Dataset records =>

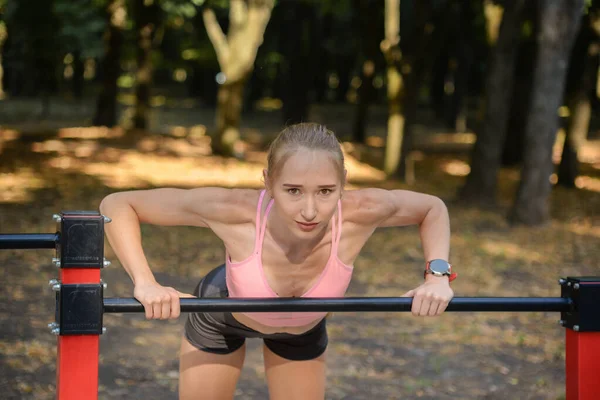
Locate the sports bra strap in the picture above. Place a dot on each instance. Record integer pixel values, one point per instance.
(258, 226)
(263, 226)
(337, 230)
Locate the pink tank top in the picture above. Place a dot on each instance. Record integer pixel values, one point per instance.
(247, 279)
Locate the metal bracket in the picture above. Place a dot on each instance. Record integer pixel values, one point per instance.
(585, 294)
(79, 309)
(81, 242)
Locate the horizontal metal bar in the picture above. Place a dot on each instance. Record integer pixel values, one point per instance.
(480, 304)
(28, 240)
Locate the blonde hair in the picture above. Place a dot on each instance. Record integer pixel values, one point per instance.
(304, 135)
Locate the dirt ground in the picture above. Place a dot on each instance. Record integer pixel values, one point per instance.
(370, 355)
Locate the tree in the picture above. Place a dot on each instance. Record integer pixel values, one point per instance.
(390, 46)
(106, 105)
(481, 183)
(236, 53)
(580, 85)
(367, 28)
(146, 19)
(559, 21)
(80, 36)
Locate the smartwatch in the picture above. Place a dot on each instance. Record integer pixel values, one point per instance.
(439, 267)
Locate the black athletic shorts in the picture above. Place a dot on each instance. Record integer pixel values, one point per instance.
(220, 333)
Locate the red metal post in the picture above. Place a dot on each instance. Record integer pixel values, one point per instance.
(78, 355)
(80, 255)
(583, 365)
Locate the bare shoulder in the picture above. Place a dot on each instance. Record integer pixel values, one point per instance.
(224, 205)
(367, 207)
(381, 207)
(204, 206)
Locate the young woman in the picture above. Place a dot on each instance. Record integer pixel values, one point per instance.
(297, 237)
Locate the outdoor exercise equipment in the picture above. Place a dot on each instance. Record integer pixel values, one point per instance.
(80, 305)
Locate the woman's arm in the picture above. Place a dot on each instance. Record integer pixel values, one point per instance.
(205, 207)
(400, 208)
(192, 207)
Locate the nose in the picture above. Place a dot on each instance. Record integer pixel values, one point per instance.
(309, 209)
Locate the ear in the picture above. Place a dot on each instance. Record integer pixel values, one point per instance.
(266, 180)
(344, 182)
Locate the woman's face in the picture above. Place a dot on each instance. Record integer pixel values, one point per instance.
(306, 191)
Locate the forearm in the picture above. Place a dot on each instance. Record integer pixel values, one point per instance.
(125, 238)
(435, 233)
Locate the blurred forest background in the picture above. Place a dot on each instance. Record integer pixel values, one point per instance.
(490, 104)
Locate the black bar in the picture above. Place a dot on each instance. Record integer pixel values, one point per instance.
(480, 304)
(28, 240)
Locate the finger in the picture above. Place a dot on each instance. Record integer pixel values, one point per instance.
(434, 307)
(443, 307)
(156, 309)
(417, 304)
(148, 310)
(425, 306)
(165, 307)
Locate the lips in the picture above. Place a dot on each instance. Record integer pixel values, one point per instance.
(307, 226)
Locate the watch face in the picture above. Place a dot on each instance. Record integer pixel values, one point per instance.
(439, 266)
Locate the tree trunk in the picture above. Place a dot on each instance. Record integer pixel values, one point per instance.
(582, 74)
(78, 71)
(512, 152)
(559, 21)
(296, 41)
(366, 92)
(230, 98)
(146, 19)
(236, 54)
(106, 106)
(395, 84)
(3, 35)
(480, 186)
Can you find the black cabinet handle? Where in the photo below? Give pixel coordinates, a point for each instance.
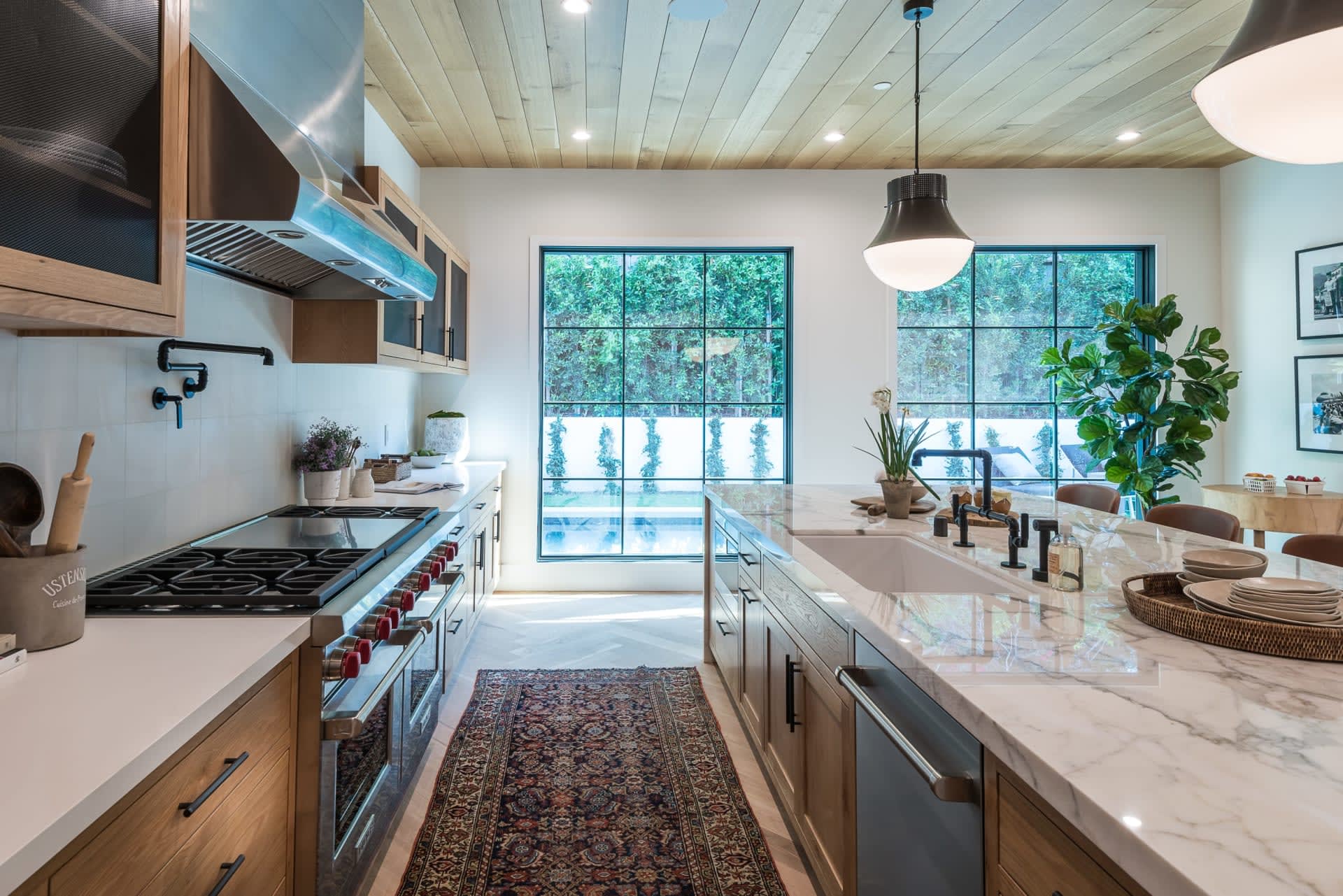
(230, 869)
(230, 767)
(790, 692)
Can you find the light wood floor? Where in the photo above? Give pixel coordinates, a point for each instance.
(579, 632)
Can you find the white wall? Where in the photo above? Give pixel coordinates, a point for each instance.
(1270, 211)
(383, 148)
(841, 313)
(153, 485)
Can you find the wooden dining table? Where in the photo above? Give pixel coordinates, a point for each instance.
(1277, 511)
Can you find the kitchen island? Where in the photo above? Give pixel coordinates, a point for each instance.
(1192, 770)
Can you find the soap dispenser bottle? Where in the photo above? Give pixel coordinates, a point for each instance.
(1065, 560)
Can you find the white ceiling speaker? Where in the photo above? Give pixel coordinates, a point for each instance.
(696, 10)
(1276, 90)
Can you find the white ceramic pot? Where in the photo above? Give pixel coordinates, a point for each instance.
(448, 436)
(321, 487)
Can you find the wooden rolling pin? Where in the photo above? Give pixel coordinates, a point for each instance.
(67, 518)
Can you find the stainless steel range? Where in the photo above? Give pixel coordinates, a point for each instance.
(383, 592)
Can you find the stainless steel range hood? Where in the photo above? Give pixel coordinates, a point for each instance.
(267, 202)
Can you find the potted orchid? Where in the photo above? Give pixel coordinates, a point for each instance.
(328, 449)
(896, 445)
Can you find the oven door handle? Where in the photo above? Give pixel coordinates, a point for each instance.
(353, 726)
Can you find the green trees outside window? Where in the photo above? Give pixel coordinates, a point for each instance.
(969, 355)
(660, 370)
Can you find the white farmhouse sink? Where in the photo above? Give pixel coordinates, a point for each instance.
(904, 564)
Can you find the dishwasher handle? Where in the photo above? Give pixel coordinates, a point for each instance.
(953, 789)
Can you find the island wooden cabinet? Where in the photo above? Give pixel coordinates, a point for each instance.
(93, 167)
(426, 336)
(222, 806)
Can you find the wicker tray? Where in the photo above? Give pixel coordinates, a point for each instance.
(1159, 601)
(390, 468)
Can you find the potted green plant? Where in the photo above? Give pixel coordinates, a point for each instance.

Work instruction => Please return the lines above exactly, with the pictures omitted.

Exercise response =>
Locate the sports bra strap in the picture above. Place a dot on each instance. Record integer pixel values, one point per instance.
(258, 226)
(263, 226)
(337, 230)
Locate the pink tank top in the picture above. Place a dot on each instance. Record integer pixel values, one point per instance.
(247, 279)
Locate the metal bracket in the picture above. Place a dot on each instance. Record integer pixel values, one point per instance.
(585, 294)
(79, 309)
(81, 242)
Locate the horizontal metal bar in the picture above. Place a dot on each instance. Record integer pixel values, one point per instance.
(480, 304)
(28, 240)
Locate the blonde hair in the picture above. Place a dot on each instance. Record integer pixel values, one point per instance.
(304, 135)
Locate the dirt ground in the picture above. Place a dot on each instance. Record integer pixel values, one point per instance.
(370, 355)
Locate the tree in the picture above. Place a dot on each instance. Record integer pixel values, one point per instance.
(390, 46)
(106, 105)
(481, 183)
(236, 53)
(580, 85)
(367, 28)
(146, 19)
(559, 21)
(80, 36)
Locate the smartwatch in the picture above. Place a dot on each instance. Record integer pixel values, one point per instance.
(439, 267)
Locate the black athletic shorts in the picture above. Place a dot on each instance. Record integer pixel values, one point per instance.
(220, 333)
Locate the red metal post in the picture above. Place a dot on each instance. Record integer pixel values, one point per instance.
(78, 355)
(80, 255)
(583, 365)
Locate the bare shoulder in the picture above. Place a dot on each instance. Record integer pixel values, one point per instance.
(224, 205)
(367, 207)
(381, 207)
(204, 206)
Locate the young woman in the picture above. Place a dot on each instance. Record integer pixel values, one point per instance.
(297, 237)
Locate the outdoor exercise equipment in the picture above. Place a dot on each instance. Record integer pixel values, one point per instance.
(80, 305)
Locate the woman's arm in the picture above. Place a dot on each instance. Record integer pixel values, one point per instance.
(205, 207)
(400, 208)
(192, 207)
Locate the nose in the picture above. Place a dot on each instance. Record integer pixel values, one point per instance.
(309, 209)
Locate the ear in the picture above. Place a dot on each instance. Record integer pixel values, one point per instance.
(266, 180)
(344, 182)
Locate the woman's face in the picture above. Place a dot on each instance. Record integer pixel values, one point per instance.
(306, 191)
Locate the forearm in the picture above. Place a dot on each instance. Record integer pixel values, one point per instance.
(125, 238)
(435, 233)
Locate the blurred forest background in the picture above. Place a dot on each instance. Record integer pixel values, one point per instance.
(490, 104)
Locate the black bar in the picture above. Place a dot on each instance. Record integer pixel values, one point per instance.
(480, 304)
(28, 240)
Locate the finger in the picture above. Place a dot on each instance. Record integer pixel values, one point per instance.
(434, 307)
(443, 307)
(156, 309)
(417, 304)
(148, 310)
(425, 306)
(165, 307)
Locate the lips in the picture above. Place a dot on each instance. Record integer pixel values, one point per instance.
(307, 226)
Locate the watch face in the picture above. Place a dot on each instance. Record integer pixel values, one point per instance.
(439, 266)
Locate the tree trunk in the picture above. Place a dot on each instance. Record integer pixel values, one point per instance.
(582, 74)
(78, 71)
(512, 152)
(559, 21)
(296, 41)
(366, 92)
(230, 98)
(146, 19)
(236, 54)
(106, 106)
(395, 84)
(3, 35)
(480, 186)
Can you find the black cabinet handle? Where in the photo below? Give pixel coordinates, a point for each instance.
(230, 869)
(230, 767)
(790, 692)
Can you find the light wood floor? Where in the photo above? Give pixel coordinates, a point for each instance.
(579, 632)
Can you find the white wall? Where in the photo above? Give pixel coordinates, a point for each instance.
(1270, 211)
(383, 148)
(841, 313)
(153, 485)
Can you find the wooden dining table? Where in the photo above? Give pixel coordinates, a point for each instance.
(1277, 511)
Can you find the kitchen island? Where in the photo above? Give pixel coordinates, a point for each instance.
(1192, 770)
Can you find the soap dispenser bottle? Where in the photo above? Give pixel coordinates, a point for each instance.
(1065, 560)
Can you find the white ceiling speaker? Where in the photo above? Give pixel coordinates, a point for each instance.
(696, 10)
(1276, 90)
Can you find the white ceramic pot? Where in the photo above? Give pixel coordinates, a point for each instance.
(448, 436)
(321, 487)
Can you find the wooden rolling pin? Where in the photo above? Give pixel coordinates, a point for each instance.
(67, 518)
Can you find the stainless steel range? Where in the photo above? Give pixel coordinates, a point for each instance.
(383, 592)
Can you find the stainless steel range hood? Where in the photo above? Give pixel coordinates, a point for each instance.
(267, 202)
Can you find the potted orchid? Where in the photo above? Give pixel coordinates, a point for each instance.
(328, 449)
(896, 445)
Can you find the oven door handle? Where in the photo above? Give pixel coordinates, a point for each instance.
(353, 726)
Can you find the green trees outside window? Where in the photo above? Give pixel coordinates, a point for each instance.
(969, 355)
(660, 370)
Can you find the white farmhouse sink? Where in the photo above? Give pixel coordinates, a point for each instance.
(904, 564)
Can you find the dishwasher handle? Where in the photo above? Give pixel coordinates, a point for each instance.
(953, 789)
Can you find the island wooden cabinet? Where in the photo above? Give pixel coordinates, a point for each instance.
(93, 167)
(426, 336)
(222, 806)
Can you find the wicker tray? Where in the photo above? Give pixel coordinates, a point for each instance.
(1159, 601)
(390, 468)
Can you find the potted green plant? Where in the photo above? Give pixel coordinates, a point for each instance.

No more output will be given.